§ **The request**
Convert the items below into a numbered list, leaving out any blank lines.

§ **Recorded data**
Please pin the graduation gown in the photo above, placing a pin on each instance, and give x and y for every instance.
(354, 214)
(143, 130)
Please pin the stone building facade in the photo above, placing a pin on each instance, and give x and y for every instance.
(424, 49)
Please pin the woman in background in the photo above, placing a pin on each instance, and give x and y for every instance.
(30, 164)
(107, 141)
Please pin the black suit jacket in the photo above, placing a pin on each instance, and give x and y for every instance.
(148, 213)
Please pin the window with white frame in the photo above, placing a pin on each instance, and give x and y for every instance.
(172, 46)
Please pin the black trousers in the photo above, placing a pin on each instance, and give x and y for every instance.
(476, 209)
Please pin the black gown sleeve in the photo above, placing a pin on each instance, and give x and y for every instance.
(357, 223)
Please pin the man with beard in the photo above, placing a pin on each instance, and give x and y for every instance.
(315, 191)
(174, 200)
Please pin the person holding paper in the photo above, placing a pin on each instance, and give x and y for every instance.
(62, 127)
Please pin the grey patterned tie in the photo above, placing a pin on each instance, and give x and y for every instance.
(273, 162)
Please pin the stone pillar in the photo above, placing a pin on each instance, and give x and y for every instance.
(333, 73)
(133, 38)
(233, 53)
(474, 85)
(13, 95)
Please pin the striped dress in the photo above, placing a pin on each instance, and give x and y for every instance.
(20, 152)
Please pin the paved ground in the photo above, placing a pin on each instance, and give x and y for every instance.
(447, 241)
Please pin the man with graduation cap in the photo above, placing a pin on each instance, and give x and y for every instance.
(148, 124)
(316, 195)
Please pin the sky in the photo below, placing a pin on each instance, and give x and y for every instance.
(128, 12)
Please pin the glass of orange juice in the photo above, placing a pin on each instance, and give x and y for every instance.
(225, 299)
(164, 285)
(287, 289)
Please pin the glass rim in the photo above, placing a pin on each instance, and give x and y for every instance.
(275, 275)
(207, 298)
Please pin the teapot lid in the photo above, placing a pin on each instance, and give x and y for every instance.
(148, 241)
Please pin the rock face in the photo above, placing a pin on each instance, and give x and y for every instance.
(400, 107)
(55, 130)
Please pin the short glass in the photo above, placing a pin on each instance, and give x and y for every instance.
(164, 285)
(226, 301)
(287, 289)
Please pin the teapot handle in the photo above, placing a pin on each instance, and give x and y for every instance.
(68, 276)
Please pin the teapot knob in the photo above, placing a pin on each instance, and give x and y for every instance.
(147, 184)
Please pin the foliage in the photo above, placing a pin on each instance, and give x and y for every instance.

§ **Full response**
1. Please pin the graduation gown in the photo above, placing a pin on each instance, and give x and y for every instance.
2. (354, 214)
3. (143, 130)
4. Please pin the stone building facade in the photo above, placing a pin on each instance, and give x and y for every instance.
5. (424, 49)
6. Please pin the woman in background in the photo above, placing a pin on each instance, and give x and y for every instance.
7. (30, 164)
8. (107, 141)
9. Please pin the black suit jacket in the photo above, placing a pin on each instance, and give x and y for every instance.
10. (148, 213)
11. Please pin the window with white frame in the photo above, placing a pin on each instance, and give x and y for every instance.
12. (172, 46)
13. Please pin the black trousers in the photo above, placing a pin on each instance, and give x and y for every instance.
14. (476, 209)
15. Please pin the black gown sleeve in the photo above, placing a pin on each instance, and give x and y for every instance.
16. (357, 223)
17. Please pin the man with beard in the photo above, placing a pin on each instance, and give x and y for every instance.
18. (315, 191)
19. (174, 200)
20. Please pin the person holding paper in the photo above, placing a pin on each instance, and give x and y for every instance.
21. (62, 127)
22. Please pin the grey patterned tie in the photo above, placing a pin on each instance, and give x and y for every instance.
23. (273, 162)
24. Please pin the stone pillar in the photo above, placing a pin on each instance, and give x and y for every instance.
25. (333, 73)
26. (133, 38)
27. (233, 53)
28. (474, 85)
29. (13, 95)
30. Please pin the striped dress in the photo above, placing a pin on each instance, and give x and y for every instance.
31. (20, 152)
32. Please pin the paved ground in the photo above, placing a pin on each instance, and give x and y for every instance.
33. (447, 241)
34. Please pin the man with graduation cap in the photo above, placing a pin on each instance, and give x and y for every instance.
35. (148, 124)
36. (316, 195)
37. Please pin the sky in the photo below, placing a pin on each instance, and give x and y for every instance.
38. (128, 12)
39. Please pin the glass of orange juice in the photo above, placing a pin on each instance, and give x and y for every instance.
40. (225, 299)
41. (164, 285)
42. (287, 289)
43. Please pin the glass rim in the photo above, placing a pin on each instance, and give x and y for every instance.
44. (275, 275)
45. (207, 298)
46. Please pin the teapot lid in the photo above, placing a pin on each instance, and give x and y for every instance.
47. (148, 241)
48. Please pin the rock face in the photo above, placing a pin on each instance, and give x and y for every instance.
49. (400, 107)
50. (55, 130)
51. Please pin the short glass in the photo above, placing a pin on each instance, and give x and y for every instance.
52. (164, 285)
53. (226, 301)
54. (287, 289)
55. Please pin the teapot handle in the photo above, placing a pin on each instance, and give x and y for every instance.
56. (68, 276)
57. Please pin the teapot knob in the photo above, placing a pin on each instance, and give x and y for every instance.
58. (147, 184)
59. Please pin the foliage in the photo above, placing a pin on each instance, and give x and y for every instance.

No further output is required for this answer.